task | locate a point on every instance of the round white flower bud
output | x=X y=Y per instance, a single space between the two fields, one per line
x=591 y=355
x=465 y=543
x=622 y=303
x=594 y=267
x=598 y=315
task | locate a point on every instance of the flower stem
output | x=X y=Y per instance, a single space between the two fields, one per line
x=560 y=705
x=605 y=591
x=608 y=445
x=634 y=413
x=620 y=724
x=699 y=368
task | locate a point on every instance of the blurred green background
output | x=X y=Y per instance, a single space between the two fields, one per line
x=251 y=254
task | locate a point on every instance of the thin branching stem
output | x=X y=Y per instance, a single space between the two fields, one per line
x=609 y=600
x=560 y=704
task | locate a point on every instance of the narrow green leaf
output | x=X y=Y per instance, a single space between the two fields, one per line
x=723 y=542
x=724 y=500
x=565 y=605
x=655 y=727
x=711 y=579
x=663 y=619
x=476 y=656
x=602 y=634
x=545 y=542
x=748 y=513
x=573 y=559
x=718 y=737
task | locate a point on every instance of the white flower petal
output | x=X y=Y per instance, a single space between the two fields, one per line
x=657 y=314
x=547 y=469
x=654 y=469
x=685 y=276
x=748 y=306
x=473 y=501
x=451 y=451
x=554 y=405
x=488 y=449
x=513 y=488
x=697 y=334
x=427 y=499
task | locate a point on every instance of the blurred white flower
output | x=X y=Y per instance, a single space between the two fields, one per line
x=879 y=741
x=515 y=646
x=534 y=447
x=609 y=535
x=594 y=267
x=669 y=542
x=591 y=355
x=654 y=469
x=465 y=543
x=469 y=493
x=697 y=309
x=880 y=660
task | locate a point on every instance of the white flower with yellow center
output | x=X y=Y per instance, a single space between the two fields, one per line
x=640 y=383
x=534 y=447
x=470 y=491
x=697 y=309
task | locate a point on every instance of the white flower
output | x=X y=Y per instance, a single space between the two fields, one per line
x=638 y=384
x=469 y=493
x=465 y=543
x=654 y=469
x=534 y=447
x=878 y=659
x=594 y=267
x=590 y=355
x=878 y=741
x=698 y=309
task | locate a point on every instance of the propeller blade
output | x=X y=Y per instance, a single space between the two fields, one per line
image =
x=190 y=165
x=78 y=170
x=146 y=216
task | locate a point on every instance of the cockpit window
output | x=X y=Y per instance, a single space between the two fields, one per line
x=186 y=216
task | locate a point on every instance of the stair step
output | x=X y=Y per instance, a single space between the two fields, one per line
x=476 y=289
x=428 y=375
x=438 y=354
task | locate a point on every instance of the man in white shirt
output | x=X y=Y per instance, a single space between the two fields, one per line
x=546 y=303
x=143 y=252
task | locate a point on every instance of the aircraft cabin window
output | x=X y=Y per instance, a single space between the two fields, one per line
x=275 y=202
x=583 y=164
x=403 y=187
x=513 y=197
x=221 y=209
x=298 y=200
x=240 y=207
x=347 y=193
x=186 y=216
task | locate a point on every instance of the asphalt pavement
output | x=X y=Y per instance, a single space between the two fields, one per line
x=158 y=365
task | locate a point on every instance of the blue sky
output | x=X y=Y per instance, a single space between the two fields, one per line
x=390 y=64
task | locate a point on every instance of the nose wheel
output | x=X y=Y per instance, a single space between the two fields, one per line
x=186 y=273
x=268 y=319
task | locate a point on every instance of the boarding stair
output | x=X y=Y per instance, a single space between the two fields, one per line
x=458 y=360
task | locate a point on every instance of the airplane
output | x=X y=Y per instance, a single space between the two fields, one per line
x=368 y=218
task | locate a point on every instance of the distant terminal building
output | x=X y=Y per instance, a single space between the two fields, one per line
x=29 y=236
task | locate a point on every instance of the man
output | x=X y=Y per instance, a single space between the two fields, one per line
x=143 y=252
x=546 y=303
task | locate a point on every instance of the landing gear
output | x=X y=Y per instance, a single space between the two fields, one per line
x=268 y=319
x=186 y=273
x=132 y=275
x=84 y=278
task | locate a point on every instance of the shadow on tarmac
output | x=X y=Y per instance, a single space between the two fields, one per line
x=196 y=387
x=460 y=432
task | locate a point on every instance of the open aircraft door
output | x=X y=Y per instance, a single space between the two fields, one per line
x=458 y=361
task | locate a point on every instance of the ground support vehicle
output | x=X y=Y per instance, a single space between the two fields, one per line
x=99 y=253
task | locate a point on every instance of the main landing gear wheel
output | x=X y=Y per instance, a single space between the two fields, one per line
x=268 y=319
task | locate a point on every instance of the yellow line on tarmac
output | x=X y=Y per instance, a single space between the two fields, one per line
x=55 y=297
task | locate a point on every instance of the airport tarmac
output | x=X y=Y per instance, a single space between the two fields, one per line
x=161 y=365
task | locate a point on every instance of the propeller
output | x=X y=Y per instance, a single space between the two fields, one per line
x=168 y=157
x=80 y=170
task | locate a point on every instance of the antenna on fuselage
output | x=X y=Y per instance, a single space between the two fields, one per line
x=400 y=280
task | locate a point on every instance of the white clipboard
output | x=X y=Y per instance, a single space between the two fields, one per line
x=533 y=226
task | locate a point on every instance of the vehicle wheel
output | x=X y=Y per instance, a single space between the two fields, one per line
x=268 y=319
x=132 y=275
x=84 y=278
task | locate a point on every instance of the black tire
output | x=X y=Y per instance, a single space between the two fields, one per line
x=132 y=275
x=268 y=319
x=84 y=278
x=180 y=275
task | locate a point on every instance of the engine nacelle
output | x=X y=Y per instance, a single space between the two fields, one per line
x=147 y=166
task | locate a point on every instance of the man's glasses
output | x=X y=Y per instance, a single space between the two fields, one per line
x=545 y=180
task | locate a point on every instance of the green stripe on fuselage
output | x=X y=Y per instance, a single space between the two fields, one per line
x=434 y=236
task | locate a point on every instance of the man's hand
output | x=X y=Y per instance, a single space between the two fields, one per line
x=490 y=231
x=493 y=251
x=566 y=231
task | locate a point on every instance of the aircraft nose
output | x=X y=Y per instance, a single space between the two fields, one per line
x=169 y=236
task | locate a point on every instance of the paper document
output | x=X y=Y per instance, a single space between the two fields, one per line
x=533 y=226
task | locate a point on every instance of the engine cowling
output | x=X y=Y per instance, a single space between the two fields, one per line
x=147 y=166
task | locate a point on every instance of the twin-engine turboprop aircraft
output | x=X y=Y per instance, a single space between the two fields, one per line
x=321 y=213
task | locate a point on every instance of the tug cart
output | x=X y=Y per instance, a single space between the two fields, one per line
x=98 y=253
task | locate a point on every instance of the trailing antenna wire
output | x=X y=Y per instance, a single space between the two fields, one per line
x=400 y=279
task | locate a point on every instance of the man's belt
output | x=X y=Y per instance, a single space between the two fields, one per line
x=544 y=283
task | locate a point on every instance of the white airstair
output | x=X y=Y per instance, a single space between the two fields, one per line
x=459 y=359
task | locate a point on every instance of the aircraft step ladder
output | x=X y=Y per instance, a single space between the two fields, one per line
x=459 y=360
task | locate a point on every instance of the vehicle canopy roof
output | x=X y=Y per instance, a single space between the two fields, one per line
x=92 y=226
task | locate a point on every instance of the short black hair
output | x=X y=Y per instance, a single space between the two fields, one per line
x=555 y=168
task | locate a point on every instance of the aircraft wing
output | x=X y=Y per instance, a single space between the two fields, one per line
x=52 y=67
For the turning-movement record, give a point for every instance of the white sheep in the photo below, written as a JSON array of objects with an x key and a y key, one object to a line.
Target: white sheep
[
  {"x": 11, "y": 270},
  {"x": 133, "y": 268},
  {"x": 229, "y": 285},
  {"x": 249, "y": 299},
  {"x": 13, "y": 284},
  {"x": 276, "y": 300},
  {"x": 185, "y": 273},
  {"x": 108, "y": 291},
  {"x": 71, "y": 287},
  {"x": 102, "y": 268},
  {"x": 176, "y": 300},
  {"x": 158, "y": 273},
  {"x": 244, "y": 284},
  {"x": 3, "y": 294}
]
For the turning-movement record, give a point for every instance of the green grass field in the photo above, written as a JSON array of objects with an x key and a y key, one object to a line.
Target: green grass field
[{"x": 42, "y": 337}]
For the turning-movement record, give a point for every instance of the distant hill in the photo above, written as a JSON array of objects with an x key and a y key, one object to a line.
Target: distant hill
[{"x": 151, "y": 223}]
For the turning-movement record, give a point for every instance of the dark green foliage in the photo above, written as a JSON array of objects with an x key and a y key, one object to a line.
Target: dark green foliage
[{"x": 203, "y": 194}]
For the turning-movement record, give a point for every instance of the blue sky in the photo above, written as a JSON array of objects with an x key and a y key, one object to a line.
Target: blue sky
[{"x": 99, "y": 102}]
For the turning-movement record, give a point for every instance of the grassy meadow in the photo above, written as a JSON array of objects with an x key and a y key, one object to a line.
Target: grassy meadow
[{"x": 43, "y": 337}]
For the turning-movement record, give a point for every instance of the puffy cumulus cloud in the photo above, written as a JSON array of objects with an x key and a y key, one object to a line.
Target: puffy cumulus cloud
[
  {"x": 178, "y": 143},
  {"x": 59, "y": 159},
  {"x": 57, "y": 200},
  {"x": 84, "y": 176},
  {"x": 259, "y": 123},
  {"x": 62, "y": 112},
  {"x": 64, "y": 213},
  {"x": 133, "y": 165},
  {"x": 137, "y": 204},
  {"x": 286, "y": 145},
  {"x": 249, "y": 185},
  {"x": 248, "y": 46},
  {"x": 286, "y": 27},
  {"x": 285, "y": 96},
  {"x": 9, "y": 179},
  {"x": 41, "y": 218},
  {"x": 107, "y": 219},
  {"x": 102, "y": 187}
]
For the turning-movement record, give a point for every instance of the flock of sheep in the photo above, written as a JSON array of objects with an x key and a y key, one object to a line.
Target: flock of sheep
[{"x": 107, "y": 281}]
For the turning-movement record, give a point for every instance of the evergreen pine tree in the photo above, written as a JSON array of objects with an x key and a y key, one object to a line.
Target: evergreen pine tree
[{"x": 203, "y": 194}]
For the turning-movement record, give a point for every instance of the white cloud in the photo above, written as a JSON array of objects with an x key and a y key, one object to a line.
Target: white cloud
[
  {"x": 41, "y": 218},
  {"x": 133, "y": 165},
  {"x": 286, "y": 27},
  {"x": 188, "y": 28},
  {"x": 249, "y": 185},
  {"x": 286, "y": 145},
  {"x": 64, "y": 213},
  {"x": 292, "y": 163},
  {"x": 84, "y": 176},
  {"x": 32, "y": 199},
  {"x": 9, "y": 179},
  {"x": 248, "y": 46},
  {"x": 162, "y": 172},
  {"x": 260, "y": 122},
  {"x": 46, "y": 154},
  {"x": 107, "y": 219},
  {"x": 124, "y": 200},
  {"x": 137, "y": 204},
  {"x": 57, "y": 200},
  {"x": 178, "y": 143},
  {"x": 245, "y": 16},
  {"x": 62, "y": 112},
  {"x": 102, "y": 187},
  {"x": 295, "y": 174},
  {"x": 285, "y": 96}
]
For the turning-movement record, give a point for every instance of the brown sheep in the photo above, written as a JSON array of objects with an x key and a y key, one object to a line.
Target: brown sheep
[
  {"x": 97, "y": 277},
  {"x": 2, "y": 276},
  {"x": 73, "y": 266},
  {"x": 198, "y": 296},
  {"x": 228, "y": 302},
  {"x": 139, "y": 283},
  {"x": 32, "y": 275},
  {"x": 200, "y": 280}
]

☆ ☆ ☆ ☆ ☆ ☆ ☆

- [Requirement] Rewrite the lines as a two-column CSV with the header text,answer, beginning at the line that contains "task | locate a point on every instance of the paper" and stopping after the line that contains "x=321 y=213". Give one row per task: its wording in text and its answer in answer, with each field in double quotes and any line breaks turned into spaces.

- [Correct output]
text,answer
"task | locate a point on every instance of the paper document output | x=X y=Y per instance, a single space between the two fields, one per line","x=533 y=226"
"task | locate a point on every instance of the engine cowling output | x=X y=Y per instance, a single space between the two fields, one per line","x=147 y=166"
"task | locate a point on every instance of the twin-engine turboprop aircraft output | x=X y=Y per instance, a single space between the two fields, one per line","x=321 y=213"